> **DOKUMENTAUSSCHNITT**
___

BGH, Beschluß vom 4. November 2004 - IX ZB 52/04 - LG Chemnitz
AG Chemnitz
-2-
Der IX. Zivilsenat des Bundesgerichtshofs hat durch die Richter Dr. Ganter,
Raebel, Kayser, Cierniak und die Richterin Lohmann
am 4. November 2004
beschlossen:
Auf die Rechtsbeschwerde des Antragstellers wird der Beschluß
der 3. Zivilkammer des Landgerichts Chemnitz vom 26. Januar
2004 aufgehoben.
Die Sache wird zur erneuten Entscheidung - auch über die Kosten
des Rechtsbeschwerdeverfahrens - an das Landgericht zurückverwiesen.
Der Gegenstandswert des Rechtsbeschwerdeverfahrens wird auf
295.285,87 € festgesetzt.
Gründe:
I.
Der Antragsteller wurde mit Beschluß des Amtsgerichts - Insolvenzgerichts - vom 3. April 2002 zum vorläufigen Insolvenzverwalter mit Zustimmungsvorbehalt (§ 21 Abs. 2 Nr. 2 Alt. 2 InsO) bestellt. Die Bestellung endete
am 2. Juni 2002 mit der Eröffnung des Insolvenzverfahrens und der Bestellung
des Antragstellers zum endgültigen Insolvenzverwalter.

___

> **ROHDATEN**

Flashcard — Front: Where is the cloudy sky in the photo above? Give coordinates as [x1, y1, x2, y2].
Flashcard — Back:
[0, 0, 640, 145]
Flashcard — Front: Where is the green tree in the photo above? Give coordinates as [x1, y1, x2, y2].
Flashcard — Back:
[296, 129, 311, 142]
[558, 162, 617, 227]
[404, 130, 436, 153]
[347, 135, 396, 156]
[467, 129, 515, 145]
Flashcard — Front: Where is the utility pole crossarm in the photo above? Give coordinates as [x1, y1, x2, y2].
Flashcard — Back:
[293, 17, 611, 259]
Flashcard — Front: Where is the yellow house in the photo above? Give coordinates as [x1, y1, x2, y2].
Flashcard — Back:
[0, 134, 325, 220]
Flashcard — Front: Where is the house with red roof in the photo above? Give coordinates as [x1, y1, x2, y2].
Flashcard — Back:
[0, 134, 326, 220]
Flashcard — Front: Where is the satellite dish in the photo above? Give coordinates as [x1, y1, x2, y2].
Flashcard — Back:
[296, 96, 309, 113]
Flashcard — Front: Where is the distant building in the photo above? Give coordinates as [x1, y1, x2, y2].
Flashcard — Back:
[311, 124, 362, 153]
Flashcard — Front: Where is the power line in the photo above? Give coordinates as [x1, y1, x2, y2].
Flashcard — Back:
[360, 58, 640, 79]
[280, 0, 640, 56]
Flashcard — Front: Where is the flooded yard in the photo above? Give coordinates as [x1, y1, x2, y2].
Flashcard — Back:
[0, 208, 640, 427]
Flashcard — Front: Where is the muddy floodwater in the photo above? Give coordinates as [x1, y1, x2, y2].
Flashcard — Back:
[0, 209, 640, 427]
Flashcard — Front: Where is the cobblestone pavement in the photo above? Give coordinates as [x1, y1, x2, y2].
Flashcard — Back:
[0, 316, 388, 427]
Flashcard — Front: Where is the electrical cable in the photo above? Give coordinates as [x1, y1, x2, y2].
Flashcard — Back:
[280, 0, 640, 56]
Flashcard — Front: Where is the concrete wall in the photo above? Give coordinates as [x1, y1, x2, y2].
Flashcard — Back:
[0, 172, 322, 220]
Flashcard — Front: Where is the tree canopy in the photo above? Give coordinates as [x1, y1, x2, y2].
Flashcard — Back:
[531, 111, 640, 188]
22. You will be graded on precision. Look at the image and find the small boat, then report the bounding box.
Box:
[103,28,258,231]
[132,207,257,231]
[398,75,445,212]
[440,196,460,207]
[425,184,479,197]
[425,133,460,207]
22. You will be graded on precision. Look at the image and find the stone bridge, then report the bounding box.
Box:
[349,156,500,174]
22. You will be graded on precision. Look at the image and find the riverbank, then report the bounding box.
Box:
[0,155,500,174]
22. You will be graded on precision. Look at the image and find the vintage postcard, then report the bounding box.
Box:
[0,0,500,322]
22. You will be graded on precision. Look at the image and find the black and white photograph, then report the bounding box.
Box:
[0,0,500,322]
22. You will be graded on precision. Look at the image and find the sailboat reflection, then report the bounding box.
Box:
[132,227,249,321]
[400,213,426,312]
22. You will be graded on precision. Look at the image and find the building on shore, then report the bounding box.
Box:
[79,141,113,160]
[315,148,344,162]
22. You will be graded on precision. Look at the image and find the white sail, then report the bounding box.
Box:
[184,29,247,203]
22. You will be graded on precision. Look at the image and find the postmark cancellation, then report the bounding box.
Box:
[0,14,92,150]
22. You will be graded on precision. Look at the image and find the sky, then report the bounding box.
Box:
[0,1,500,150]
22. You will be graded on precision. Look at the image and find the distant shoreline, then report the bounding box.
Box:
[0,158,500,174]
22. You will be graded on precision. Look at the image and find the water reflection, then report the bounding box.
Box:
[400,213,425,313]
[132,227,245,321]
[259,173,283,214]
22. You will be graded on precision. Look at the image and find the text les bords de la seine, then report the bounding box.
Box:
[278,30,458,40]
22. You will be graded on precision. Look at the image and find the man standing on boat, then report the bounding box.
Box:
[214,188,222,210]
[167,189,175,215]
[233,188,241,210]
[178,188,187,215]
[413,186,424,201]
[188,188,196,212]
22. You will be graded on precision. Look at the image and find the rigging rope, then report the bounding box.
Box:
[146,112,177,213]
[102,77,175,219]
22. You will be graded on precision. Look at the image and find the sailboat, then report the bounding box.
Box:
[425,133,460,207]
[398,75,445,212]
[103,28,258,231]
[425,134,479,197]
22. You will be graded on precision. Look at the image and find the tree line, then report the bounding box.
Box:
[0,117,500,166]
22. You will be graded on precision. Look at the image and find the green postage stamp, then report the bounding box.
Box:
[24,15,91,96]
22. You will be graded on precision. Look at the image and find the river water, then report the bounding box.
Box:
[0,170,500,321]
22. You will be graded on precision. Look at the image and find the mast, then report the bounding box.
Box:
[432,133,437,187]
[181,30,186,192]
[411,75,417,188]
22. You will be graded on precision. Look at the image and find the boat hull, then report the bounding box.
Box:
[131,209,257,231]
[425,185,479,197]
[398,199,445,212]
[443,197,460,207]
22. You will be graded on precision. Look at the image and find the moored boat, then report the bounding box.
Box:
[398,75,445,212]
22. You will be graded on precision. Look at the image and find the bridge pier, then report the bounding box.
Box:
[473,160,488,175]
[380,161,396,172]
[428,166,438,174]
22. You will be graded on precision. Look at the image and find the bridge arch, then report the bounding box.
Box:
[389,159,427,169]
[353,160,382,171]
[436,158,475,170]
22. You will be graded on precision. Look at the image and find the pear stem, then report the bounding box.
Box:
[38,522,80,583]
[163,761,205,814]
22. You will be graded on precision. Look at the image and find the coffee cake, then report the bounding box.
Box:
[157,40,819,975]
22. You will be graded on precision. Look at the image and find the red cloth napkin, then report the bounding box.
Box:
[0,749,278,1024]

___

> **GESTELLTE AUFGABE A**
Nenne alle Richterinnen und Richter, die laut dem Gerichtsbeschluss an der Entscheidung mitgewirkt haben.
> **GESTELLTE AUFGABE B**
Setze den Gerichtsbeschluss im Anschluss an seinen letzten Satz fort.
Die Einträge haben hierfür keinerlei Bedeutung.

> **SCHRIFTLICHE ANTWORT A**
Dr. Ganter, Raebel, Kayser, Cierniak, Lohmann

> **SCHRIFTLICHE ANTWORT B**
- 3 -
Der Antragsteller hat beantragt, seine Vergütung als vorläufiger Insolvenzverwalter auf 501.282,10 € festzusetzen. Er hat hierbei einen 25 %-igen
Regelsatz und Zuschläge von insgesamt 170 % - unter anderem 75 % für die
Betriebsfortführung und 50 % für die Vermietung und Verwaltung von Immobilien - zugrunde gelegt. Mit Beschluß vom 1. April 2003 hat das Amtsgericht die
Vergütung auf 205.996,23 € festgesetzt. Es hat - unter anderem wegen der
Betriebsfortführung und des Vorhandenseins von teils fertigzustellenden, teils
vermieteten Objekten - lediglich Zuschläge von insgesamt 55 % anerkannt,
ohne diesen Prozentsatz aufzuschlüsseln. Das Landgericht hat die sofortige
Beschwerde des Antragstellers zurückgewiesen, allerdings den Prozentsatz
der gewährten Zuschläge nunmehr auf einzelne Zuschlagsfaktoren verteilt.
Hierbei sind jeweils 15 % auf die Betriebsfortführung und die Vermietung/Verwaltung von Immobilien entfallen. Dagegen wendet sich der Antragsteller mit seiner Rechtsbeschwerde.
II.
Das Rechtsmittel ist statthaft (§ 574 Abs. 1 Nr. 1 ZPO, § 7 InsO) und
zulässig (§ 574 Abs. 2 Nr. 1 ZPO); es führt zur Aufhebung und Zurückverweisung.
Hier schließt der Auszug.